Comment, Criminal Waiver: The Requirements of Personal Participation, Competence and Legitimate State Interest, 54 Calif.L.Rev. 1262, 1266-67 (1966).

After Fay and Henry, then, there is some uncertainty as to when an attorney's waiver of his client's rights without his client's consent will be found binding on the client. As a minimum proposition, the federal constitution requires that in "exceptional circumstances" a client is not bound by a waiver of his rights by his attorney without his consent, but he will be so bound if there are no exceptional cir-circumstances.[13]

In defining the scope of constitutional protections which shall be afforded in Alaska courts, we are not limited to the minimum constitutional guarantees as enunciated by the United States Supreme Court. In appropriate circumstances we may more broadly define the rights of litigants.[14] We need to inquire whether this is such an occasion.

At the outset, the issue must be identified clearly. It is whether an attorney, charged with the responsibility of representing his client to the best of his ability, should be allowed to waive his client's constitutional rights without consulting his client or obtaining his acquiescence in the waiver. The issue presents a conflict of strong values.

On the one hand, the client has an undeniable interest in securing the protections guaranteed by the federal and state constitutions. These protections belong to the client in the words of the constitution, to "the accused" not to the attorney. They are meant to insure that the accused will receive a fair trial. This interest is extremely strong, as decisions of the United States Supreme Court and this court have made clear. See, e.g., Powell v. Alabama, 287 U.S. 45, 58 S. Ct. 55, 77 L. Ed. 158 (1932).

But the countervailing considerations are weighty, too. First, the attorney acts on behalf of his client, and his actions are calculated to achieve the result which his client seeks. The attorney, moreover, is the expert not the client. Short of outright incompetence, the attorney's actions must be considered as being in the best interests of his client. Furthermore, there is no constitutional command that constitutional rights be exercised by those who hold them. We can perceive of situations when the nonexercise of a right would be more beneficial to one's case than its exercise. Thus, in some situations an attorney's waiver of a right may be in the best interests of his client, and the client's nonexercise of the right is not constitutionally prohibited.

◆ WORK REQUIRED ◆
Write out, word for word, the part of the passage on attorney waiver that begins with the words "At the outset, the" and ends after "Ed. 158 (1932).".

◆ SOURCE MATERIAL ◆
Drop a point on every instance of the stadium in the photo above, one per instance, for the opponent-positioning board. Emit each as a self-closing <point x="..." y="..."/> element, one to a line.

◆ SOLUTION TO THE EXERCISE ◆
At the outset, the issue must be identified clearly. It is whether an attorney, charged with the responsibility of representing his client to the best of his ability, should be allowed to waive his client's constitutional rights without consulting his client or obtaining his acquiescence in the waiver. The issue presents a conflict of strong values.

On the one hand, the client has an undeniable interest in securing the protections guaranteed by the federal and state constitutions. These protections belong to the client in the words of the constitution, to "the accused" not to the attorney. They are meant to insure that the accused will receive a fair trial. This interest is extremely strong, as decisions of the United States Supreme Court and this court have made clear. See, e.g., Powell v. Alabama, 287 U.S. 45, 58 S. Ct. 55, 77 L. Ed. 158 (1932).